§ Object outline annotations:
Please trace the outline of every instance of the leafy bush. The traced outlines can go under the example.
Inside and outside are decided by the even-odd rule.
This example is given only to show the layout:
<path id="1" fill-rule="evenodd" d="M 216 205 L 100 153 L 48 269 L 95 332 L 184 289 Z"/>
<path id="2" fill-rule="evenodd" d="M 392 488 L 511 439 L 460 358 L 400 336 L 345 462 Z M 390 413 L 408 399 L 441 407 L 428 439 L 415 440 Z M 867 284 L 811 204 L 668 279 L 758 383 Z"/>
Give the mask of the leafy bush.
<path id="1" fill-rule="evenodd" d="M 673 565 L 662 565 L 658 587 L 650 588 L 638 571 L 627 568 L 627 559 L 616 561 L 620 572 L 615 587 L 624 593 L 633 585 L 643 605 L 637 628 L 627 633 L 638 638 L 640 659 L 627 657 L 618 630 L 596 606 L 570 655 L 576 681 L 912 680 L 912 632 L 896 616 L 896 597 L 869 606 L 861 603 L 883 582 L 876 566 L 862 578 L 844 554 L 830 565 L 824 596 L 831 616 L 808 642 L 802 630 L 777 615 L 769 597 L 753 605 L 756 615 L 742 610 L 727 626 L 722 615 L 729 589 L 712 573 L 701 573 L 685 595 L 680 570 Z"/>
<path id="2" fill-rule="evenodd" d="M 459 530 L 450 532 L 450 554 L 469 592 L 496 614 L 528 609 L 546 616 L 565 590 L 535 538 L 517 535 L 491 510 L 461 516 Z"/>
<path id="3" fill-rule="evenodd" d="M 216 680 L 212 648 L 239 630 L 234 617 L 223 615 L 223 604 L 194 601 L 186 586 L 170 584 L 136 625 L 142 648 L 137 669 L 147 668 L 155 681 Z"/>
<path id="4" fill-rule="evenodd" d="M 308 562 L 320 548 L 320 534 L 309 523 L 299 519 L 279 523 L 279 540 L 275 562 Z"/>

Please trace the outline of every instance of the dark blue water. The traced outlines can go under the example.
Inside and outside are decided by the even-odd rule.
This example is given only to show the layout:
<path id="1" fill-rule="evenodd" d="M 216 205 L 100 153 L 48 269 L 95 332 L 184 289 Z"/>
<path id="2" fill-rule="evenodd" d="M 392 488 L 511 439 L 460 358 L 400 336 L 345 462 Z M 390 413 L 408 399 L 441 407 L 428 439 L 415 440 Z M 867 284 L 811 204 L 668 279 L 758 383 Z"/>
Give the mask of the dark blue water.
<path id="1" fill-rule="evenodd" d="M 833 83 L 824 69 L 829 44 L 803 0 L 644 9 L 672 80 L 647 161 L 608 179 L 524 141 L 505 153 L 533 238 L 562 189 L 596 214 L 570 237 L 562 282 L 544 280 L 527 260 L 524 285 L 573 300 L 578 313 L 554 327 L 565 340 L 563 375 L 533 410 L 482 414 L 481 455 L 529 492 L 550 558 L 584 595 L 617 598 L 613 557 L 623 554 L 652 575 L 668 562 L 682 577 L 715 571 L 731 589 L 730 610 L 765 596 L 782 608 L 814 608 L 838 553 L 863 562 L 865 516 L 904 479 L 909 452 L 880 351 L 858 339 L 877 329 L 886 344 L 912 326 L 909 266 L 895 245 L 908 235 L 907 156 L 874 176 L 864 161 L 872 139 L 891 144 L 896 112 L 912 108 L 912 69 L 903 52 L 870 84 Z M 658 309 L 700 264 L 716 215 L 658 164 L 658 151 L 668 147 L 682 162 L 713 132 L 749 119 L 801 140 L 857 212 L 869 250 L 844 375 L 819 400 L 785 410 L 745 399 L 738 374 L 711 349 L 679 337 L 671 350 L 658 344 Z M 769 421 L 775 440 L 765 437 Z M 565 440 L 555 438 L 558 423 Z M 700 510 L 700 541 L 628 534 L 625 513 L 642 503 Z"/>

§ Goal:
Swap "example" for "sample" throughout every item above, leaving all other text unchanged.

§ Complete answer:
Please trace the outline of every instance of the leafy bush. The traced outlines can go under the sample.
Inside and outside are decided by the even-odd rule.
This sample is given only to show the layout:
<path id="1" fill-rule="evenodd" d="M 216 205 L 100 153 L 48 269 L 95 332 L 184 289 Z"/>
<path id="2" fill-rule="evenodd" d="M 392 488 L 511 439 L 460 358 L 400 336 L 345 462 Z M 390 413 L 408 399 L 441 407 L 428 439 L 415 440 Z M 867 284 L 811 204 L 668 279 L 758 383 Z"/>
Give the mask of the leafy bush.
<path id="1" fill-rule="evenodd" d="M 673 565 L 662 565 L 658 587 L 650 588 L 638 571 L 627 568 L 627 559 L 616 561 L 620 572 L 615 587 L 624 593 L 633 585 L 643 605 L 637 628 L 627 633 L 638 638 L 640 659 L 627 657 L 618 630 L 596 606 L 570 655 L 576 681 L 912 680 L 912 632 L 896 616 L 896 597 L 869 606 L 861 603 L 883 582 L 876 566 L 862 578 L 844 554 L 830 565 L 824 596 L 831 616 L 808 642 L 802 630 L 777 615 L 769 597 L 753 605 L 756 615 L 742 610 L 727 626 L 722 615 L 729 589 L 712 573 L 701 573 L 685 595 L 680 570 Z"/>
<path id="2" fill-rule="evenodd" d="M 459 530 L 450 532 L 450 554 L 469 592 L 496 614 L 528 609 L 546 616 L 565 590 L 535 538 L 517 535 L 491 510 L 461 516 Z"/>
<path id="3" fill-rule="evenodd" d="M 216 680 L 212 648 L 239 630 L 234 617 L 223 615 L 223 604 L 194 601 L 186 586 L 170 584 L 136 625 L 142 648 L 137 669 L 147 668 L 155 681 Z"/>
<path id="4" fill-rule="evenodd" d="M 308 562 L 320 548 L 320 534 L 309 523 L 299 519 L 279 523 L 279 540 L 275 562 Z"/>

Please trace the outline of every instance of the dark blue water. The traced outlines can go under the sample.
Inside and outside are decided by the even-odd rule.
This sample is given only to show the layout:
<path id="1" fill-rule="evenodd" d="M 216 205 L 100 153 L 48 269 L 95 332 L 184 289 Z"/>
<path id="2" fill-rule="evenodd" d="M 392 488 L 511 439 L 460 358 L 400 336 L 345 462 Z M 390 413 L 408 399 L 441 407 L 428 439 L 415 440 Z M 867 284 L 811 204 L 668 279 L 758 383 Z"/>
Give the mask of the dark blue water.
<path id="1" fill-rule="evenodd" d="M 833 83 L 824 69 L 829 44 L 803 0 L 644 9 L 672 80 L 647 161 L 608 179 L 524 141 L 505 153 L 533 238 L 562 189 L 596 214 L 570 237 L 562 282 L 544 280 L 527 260 L 524 285 L 573 300 L 578 313 L 554 327 L 565 340 L 563 375 L 533 410 L 482 414 L 481 455 L 529 492 L 550 558 L 584 595 L 617 598 L 613 557 L 623 554 L 652 575 L 668 562 L 682 577 L 715 571 L 731 589 L 730 610 L 765 596 L 782 608 L 814 608 L 838 553 L 863 562 L 865 516 L 904 479 L 909 452 L 880 351 L 858 339 L 877 329 L 886 344 L 912 326 L 909 266 L 895 245 L 908 235 L 907 156 L 874 176 L 864 161 L 872 139 L 891 144 L 896 112 L 912 108 L 912 69 L 903 52 L 870 84 Z M 658 309 L 700 264 L 716 215 L 658 164 L 658 151 L 668 147 L 682 162 L 713 132 L 749 119 L 801 140 L 857 212 L 869 250 L 844 375 L 819 400 L 785 410 L 745 399 L 738 374 L 711 349 L 679 337 L 671 350 L 658 344 Z M 769 421 L 775 440 L 765 437 Z M 565 440 L 555 438 L 558 423 Z M 700 510 L 700 541 L 628 534 L 625 513 L 642 503 Z"/>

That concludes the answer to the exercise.